■ What the task requires ■
Locate every line in the listing below that contains the word "camera" and copy each such line, treating uppercase and lowercase as different.

___

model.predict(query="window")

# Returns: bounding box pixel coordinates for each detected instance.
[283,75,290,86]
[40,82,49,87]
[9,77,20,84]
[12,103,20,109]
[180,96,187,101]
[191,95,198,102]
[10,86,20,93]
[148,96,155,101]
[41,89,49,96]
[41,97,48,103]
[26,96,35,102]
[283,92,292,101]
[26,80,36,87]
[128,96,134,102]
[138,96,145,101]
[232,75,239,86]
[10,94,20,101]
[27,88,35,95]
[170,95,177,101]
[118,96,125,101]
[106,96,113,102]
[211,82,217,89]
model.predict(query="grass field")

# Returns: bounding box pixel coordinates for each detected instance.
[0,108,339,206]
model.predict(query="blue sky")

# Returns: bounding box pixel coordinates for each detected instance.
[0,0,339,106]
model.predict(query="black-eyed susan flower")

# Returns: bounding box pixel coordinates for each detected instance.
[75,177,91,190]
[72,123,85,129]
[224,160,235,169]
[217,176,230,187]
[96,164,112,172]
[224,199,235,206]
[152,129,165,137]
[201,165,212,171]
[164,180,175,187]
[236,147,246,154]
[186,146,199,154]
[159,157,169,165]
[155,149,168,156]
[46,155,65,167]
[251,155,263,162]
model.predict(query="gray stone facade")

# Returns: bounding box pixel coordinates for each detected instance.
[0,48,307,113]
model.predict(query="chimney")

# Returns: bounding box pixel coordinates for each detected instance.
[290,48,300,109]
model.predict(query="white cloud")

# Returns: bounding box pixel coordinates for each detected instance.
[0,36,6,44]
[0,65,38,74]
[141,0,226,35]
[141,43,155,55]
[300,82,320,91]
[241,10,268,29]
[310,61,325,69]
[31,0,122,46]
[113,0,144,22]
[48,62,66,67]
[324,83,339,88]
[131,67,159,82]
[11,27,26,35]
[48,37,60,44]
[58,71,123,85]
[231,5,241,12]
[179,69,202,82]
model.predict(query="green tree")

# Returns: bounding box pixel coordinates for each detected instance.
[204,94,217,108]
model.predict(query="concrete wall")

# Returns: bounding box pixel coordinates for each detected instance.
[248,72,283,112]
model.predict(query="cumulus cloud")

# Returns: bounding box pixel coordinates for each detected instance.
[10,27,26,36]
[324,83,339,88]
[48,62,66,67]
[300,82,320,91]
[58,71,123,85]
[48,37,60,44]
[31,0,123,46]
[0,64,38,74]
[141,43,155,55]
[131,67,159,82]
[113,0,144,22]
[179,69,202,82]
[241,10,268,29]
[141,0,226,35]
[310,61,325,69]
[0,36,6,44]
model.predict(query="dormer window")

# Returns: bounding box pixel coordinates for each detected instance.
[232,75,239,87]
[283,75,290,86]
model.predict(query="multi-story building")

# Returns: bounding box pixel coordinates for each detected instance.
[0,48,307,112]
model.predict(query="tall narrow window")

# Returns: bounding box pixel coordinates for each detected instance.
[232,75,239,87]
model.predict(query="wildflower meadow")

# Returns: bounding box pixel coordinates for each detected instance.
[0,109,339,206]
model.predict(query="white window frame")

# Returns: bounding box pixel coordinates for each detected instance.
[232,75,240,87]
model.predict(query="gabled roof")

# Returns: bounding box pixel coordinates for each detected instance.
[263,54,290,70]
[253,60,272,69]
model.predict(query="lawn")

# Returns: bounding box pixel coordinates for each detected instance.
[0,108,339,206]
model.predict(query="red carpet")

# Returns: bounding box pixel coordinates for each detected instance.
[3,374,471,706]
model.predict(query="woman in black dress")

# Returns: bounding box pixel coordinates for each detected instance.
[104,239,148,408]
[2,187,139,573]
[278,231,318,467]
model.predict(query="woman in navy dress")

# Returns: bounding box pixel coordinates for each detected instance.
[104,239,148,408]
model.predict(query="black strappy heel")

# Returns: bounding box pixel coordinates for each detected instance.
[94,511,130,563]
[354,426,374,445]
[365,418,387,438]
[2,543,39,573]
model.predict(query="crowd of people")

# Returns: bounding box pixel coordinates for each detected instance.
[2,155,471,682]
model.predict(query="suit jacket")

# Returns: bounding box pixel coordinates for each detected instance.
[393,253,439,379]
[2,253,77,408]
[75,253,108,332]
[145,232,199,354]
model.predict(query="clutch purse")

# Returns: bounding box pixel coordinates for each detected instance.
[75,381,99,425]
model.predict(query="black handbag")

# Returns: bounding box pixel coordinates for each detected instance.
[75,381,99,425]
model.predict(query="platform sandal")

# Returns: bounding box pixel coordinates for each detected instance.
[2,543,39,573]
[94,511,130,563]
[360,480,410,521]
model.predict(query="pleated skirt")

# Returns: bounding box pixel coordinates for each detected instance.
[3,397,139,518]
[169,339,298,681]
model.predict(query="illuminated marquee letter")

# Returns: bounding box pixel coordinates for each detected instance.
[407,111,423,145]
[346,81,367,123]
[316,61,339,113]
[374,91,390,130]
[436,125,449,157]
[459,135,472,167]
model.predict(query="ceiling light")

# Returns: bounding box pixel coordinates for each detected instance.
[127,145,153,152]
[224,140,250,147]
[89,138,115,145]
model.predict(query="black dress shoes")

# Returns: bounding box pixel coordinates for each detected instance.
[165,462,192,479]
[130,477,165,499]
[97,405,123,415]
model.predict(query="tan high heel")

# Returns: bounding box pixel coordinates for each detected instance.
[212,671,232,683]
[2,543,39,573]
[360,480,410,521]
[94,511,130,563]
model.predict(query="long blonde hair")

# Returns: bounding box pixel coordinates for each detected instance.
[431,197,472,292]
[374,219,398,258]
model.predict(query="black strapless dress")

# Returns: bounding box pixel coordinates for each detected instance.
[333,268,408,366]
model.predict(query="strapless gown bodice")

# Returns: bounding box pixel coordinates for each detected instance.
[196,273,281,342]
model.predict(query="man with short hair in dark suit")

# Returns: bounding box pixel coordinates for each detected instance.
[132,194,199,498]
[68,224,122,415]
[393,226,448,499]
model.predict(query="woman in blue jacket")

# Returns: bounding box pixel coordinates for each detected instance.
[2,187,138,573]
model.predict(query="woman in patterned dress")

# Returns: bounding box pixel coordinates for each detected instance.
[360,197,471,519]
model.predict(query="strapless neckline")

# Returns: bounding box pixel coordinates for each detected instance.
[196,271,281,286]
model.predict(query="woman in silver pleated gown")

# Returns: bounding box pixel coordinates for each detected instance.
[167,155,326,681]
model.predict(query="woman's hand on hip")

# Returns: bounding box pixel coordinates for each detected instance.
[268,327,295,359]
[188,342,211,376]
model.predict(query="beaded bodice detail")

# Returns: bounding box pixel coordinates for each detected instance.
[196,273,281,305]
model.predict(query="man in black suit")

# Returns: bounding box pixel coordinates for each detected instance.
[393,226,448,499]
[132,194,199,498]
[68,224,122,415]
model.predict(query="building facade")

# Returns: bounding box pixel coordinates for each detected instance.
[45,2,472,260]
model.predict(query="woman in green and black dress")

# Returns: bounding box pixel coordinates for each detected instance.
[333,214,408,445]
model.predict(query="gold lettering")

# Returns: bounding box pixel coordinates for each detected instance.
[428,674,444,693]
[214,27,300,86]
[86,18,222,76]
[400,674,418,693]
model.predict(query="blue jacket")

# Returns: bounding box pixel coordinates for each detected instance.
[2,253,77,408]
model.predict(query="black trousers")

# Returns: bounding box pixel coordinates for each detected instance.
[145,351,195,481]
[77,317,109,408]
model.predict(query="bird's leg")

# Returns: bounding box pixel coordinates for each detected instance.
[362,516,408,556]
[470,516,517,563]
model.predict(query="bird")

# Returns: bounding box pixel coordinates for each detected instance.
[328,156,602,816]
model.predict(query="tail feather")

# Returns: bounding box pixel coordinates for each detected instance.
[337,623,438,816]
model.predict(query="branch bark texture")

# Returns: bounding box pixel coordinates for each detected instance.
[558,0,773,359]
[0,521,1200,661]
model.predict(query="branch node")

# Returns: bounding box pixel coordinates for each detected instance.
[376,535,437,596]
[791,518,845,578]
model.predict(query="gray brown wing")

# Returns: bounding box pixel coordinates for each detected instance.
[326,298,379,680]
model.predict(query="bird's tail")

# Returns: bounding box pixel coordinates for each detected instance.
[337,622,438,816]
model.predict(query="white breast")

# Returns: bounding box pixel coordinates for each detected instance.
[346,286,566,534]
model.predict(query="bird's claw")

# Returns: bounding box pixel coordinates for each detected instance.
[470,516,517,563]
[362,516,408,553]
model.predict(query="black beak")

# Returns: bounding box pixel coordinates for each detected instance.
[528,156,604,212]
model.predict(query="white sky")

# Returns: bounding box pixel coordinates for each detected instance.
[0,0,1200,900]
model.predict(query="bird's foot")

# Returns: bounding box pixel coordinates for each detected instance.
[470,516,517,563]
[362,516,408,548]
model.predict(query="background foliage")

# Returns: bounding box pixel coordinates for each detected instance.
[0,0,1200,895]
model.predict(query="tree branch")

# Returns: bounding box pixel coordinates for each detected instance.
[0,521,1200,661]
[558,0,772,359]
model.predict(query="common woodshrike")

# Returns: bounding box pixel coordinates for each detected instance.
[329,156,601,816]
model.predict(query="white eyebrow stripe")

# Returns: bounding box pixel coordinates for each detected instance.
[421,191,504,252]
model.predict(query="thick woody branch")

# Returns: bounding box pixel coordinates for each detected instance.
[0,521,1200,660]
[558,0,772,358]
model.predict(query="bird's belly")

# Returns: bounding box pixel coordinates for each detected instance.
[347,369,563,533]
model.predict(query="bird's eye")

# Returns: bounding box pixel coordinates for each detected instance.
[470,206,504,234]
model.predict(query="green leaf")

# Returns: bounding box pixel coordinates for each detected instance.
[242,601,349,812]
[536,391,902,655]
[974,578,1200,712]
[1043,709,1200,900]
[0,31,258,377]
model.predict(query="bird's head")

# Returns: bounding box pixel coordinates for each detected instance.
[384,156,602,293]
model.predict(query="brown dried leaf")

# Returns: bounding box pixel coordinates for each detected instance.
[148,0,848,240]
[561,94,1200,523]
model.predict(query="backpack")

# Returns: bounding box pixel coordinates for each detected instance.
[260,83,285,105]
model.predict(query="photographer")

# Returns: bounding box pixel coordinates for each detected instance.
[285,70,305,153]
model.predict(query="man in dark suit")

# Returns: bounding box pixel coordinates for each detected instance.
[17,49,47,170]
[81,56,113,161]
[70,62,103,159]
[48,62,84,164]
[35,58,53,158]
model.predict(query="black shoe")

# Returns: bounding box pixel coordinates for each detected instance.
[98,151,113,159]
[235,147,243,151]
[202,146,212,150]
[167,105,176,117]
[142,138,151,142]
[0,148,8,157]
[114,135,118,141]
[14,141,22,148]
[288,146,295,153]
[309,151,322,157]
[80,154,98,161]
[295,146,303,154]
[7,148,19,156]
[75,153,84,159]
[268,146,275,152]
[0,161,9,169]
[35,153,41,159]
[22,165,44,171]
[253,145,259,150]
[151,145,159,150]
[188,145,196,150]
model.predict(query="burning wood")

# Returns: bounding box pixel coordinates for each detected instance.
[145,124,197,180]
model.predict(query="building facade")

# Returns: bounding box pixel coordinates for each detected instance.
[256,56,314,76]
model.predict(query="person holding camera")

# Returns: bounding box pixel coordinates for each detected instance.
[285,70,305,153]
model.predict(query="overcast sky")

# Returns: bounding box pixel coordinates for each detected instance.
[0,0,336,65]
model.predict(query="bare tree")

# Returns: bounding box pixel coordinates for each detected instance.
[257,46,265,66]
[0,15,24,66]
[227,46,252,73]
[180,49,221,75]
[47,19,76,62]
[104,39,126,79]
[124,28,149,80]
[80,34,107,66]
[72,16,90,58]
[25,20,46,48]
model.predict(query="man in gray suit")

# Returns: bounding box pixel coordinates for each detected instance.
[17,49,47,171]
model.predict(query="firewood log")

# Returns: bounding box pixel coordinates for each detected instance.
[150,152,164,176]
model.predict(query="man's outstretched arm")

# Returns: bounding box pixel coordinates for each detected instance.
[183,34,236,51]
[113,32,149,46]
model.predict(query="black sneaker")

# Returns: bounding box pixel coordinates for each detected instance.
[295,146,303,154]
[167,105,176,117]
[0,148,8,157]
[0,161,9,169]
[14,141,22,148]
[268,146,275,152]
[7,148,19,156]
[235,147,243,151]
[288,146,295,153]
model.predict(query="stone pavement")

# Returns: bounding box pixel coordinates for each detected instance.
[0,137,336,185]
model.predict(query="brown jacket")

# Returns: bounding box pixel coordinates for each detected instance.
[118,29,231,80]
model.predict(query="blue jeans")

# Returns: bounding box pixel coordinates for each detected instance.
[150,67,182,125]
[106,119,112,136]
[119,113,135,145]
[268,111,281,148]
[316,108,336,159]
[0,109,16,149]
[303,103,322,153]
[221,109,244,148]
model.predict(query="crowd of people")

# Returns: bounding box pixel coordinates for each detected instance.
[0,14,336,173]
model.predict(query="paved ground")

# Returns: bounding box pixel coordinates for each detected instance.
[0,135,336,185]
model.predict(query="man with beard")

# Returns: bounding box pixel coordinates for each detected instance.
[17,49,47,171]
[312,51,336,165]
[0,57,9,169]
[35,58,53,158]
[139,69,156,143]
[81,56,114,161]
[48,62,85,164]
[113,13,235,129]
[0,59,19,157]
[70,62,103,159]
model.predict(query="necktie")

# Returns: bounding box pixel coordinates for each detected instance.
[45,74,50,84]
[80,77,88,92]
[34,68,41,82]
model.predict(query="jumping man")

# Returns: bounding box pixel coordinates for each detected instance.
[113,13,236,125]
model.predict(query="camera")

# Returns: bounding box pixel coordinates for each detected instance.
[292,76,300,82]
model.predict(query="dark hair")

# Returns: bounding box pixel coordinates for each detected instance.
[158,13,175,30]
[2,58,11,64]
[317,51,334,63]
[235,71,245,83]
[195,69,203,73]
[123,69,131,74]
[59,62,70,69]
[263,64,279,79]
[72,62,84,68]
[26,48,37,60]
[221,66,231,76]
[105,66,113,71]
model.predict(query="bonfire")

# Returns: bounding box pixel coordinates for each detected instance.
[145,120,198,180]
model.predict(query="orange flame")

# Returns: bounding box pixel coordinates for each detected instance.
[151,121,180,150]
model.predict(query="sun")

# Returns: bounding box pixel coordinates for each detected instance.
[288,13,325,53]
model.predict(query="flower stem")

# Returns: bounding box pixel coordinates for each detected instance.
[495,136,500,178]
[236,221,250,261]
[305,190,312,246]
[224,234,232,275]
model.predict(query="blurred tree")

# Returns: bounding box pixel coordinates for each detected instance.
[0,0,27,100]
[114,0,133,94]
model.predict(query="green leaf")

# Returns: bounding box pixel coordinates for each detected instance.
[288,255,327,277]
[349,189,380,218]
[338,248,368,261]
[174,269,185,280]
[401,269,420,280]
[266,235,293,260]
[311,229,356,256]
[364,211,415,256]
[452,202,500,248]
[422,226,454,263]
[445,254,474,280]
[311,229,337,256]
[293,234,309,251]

___

■ Problem solution ■
model.predict(query="person holding camera")
model.predict(query="camera")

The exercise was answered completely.